* **What you should do**: In the records, output the lines from the line containing "Task: tag every instance of the bride with" up to and including the line containing "pixel 84 314" as a numbered list. Leave out any blank lines.

━━ Data excerpts

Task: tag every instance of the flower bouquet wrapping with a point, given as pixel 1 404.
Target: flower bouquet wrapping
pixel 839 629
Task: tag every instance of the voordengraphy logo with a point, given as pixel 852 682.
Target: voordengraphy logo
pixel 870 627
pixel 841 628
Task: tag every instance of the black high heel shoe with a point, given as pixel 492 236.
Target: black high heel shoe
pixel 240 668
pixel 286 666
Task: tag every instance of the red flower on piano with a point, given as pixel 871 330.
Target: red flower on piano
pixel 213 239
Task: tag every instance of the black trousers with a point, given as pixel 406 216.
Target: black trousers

━━━━
━━ Data excerpts

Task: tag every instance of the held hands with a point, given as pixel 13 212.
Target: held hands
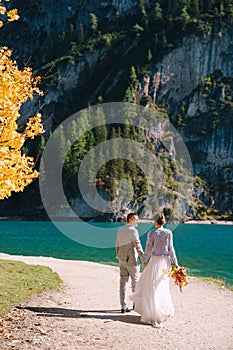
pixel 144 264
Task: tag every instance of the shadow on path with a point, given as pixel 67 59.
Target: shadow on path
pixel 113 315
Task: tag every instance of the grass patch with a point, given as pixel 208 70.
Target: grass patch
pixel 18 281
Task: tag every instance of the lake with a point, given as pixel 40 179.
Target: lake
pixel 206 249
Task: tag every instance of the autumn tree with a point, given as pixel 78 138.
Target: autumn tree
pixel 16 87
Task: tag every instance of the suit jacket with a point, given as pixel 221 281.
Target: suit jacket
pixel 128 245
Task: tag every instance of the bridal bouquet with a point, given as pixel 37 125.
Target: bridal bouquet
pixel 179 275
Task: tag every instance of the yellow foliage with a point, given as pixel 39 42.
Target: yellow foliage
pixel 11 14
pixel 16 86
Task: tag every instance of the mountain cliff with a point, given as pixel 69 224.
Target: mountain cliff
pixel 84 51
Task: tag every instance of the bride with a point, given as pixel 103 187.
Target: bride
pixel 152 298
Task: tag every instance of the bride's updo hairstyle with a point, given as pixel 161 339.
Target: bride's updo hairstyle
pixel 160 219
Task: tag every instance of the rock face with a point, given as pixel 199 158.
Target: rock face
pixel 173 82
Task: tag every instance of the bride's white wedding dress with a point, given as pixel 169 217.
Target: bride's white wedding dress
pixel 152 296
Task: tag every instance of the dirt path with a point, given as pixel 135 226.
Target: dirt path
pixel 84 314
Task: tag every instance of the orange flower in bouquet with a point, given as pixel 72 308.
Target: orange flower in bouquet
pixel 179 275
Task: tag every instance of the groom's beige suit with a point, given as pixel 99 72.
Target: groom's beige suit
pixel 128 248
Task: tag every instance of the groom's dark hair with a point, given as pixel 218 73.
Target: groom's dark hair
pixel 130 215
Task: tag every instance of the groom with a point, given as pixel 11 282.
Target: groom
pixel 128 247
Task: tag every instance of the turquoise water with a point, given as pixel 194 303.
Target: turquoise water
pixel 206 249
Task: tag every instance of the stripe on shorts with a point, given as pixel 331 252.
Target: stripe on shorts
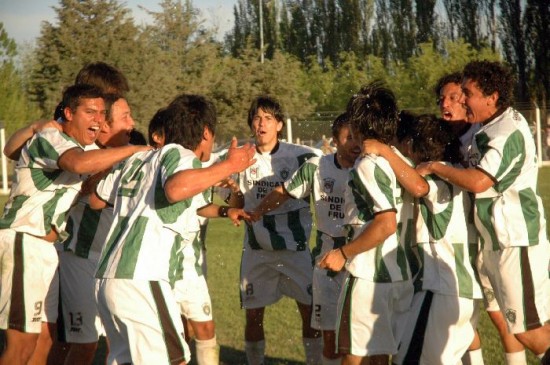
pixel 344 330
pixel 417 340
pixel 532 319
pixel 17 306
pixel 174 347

━━━━
━━ Data excerpts

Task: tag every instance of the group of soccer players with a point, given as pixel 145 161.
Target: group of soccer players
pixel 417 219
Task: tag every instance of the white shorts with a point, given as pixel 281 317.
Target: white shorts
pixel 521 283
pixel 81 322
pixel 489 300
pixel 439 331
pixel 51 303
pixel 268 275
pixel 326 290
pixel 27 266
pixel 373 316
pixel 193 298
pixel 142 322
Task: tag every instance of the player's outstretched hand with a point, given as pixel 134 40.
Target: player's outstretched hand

━━━━

* **Complete answer**:
1. Task: tag every instance of the bride with a point, given as pixel 103 187.
2. Target: bride
3. pixel 152 298
4. Task: tag every instance of the bride's updo hairstyle with a point, given as pixel 161 339.
5. Target: bride's updo hairstyle
6. pixel 160 219
7. Task: tag every instance of the rock face with a point, given as pixel 199 158.
8. Target: rock face
9. pixel 173 82
10. Task: tag every instance of the bride's white wedding dress with a point, given as pixel 169 217.
11. Target: bride's white wedding dress
12. pixel 152 296
13. Task: tag every instance of the dirt path with a point, given as pixel 135 226.
14. Target: dirt path
15. pixel 84 314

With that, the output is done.